» **PAGE EXTRACT**:
** start **

12 Caviar Types to Try

Learn about caviar with these popular kinds to eat.

If you’ve never tried caviar, it’s high time that you put it on your “must eat” list. Caviar is one of the most delicious foods on the planet, and there are plenty of different types out there to sample.

Sandwiches With Delicious Caviar

Besides its good taste, it’s also good for you. So whether you go for sumptuous Beluga caviar or tiny bites of Capelin caviar, this salty, briny, and delicious delicacy can surprise and delight your palate.

Although you can enjoy caviar plain or on a chilled spoon, it’s equally as good with a little dab of creme fraiche and some dill or sprinkled across a freshly buttered piece of toast. 

Caviar predominately comes from sturgeon, although you can find some varieties from salmon and smelt. Smelt caviar, also known as capelin caviar, tends to be relatively tiny and briny and is an excellent addition to sushi.

Types of Caviar

Understanding the different types of caviar and how to eat them will undoubtedly enhance your experience.

Beluga Caviar

Beluga caviar is one of the most popular caviar varieties, and it’s very easy to understand why.

I love this particular flavor because each piece is relatively large and makes a satisfying pop when you bite into it. You get all of that tasty caviar brininess and flavor in every bite.  

It is derived from the beluga sturgeon, a fish that lives in the Caspian Sea, and the high quality of this particular roe means that it’s relatively expensive.

Personally, I think you get a great bang for your buck, though, and it’s a wonderful special-occasion treat.

** end **

» **ROWS**:
** start **

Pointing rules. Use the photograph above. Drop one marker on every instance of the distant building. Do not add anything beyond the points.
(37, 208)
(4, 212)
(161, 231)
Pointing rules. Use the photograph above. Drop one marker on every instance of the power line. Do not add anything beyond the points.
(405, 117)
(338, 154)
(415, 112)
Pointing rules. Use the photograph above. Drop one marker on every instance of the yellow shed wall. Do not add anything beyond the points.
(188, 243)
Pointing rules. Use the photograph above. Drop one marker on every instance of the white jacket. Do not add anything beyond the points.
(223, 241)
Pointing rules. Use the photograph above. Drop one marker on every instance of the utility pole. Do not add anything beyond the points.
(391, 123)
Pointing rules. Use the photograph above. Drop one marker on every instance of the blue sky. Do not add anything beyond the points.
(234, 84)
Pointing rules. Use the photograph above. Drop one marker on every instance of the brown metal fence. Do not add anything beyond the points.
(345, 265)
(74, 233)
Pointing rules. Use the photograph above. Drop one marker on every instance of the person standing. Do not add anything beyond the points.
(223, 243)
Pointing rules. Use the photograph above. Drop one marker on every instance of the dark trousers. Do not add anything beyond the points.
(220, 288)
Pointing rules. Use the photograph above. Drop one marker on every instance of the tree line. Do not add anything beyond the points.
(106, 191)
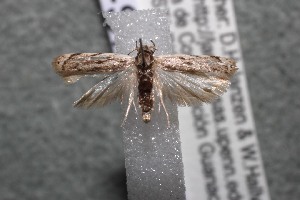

** end **

» **CHALLENGE**:
Write the next part of the article on caviar types, starting right after its final sentence.

» **RIGHT ANSWER**:
Osetra Caviar

Osetra caviar is another comparatively expensive caviar but one that’s worth every single penny.

Hailing from the osetra sturgeon, another Caspian Sea native, this caviar has a luxe brown or gold hue and is flavorful while slightly milder at the same time.

One of the things that I absolutely adore about Osetra caviar is how versatile it is. You can eat it with poultry dishes, fish, or even pasta and risottos.

There are very few foods capable of maintaining their flavor profile and structure while still working with other dishes, but osetra caviar is one of them.

Keluga Caviar

Keluga caviar comes from a particularly aggressive but endangered predator, the Keluga sturgeon.

It is from the Amur River between China and Russia. Although we’ll never know if that’s what makes the caviar taste so irresistible, it’s certainly possible.

This caviar is relatively pricey, although it doesn’t match osetra or beluga caviar. However, I love the size, shape, and flavor and how good it tastes on buttered bread or crackers.

It’s a less costly indulgence compared to others, and many fans would consider it the best value for your money. 

Sevruga Caviar

As with beluga and osetra, sevruga caviar will not come cheap, and like those caviars, it comes straight from the Caspian Sea.

People generally harvest sevruga caviar from Siberian, sterlet, and sevruga sturgeon. When you first open up your sevruga caviar, you’ll see very small, pearl-shaped bites. 

This caviar is smaller than beluga, but you’ll get all of that brininess in every taste.

Since this caviar tends to be pretty salty, I enjoy it with a creamier element, like creme fraiche and chopped herbs.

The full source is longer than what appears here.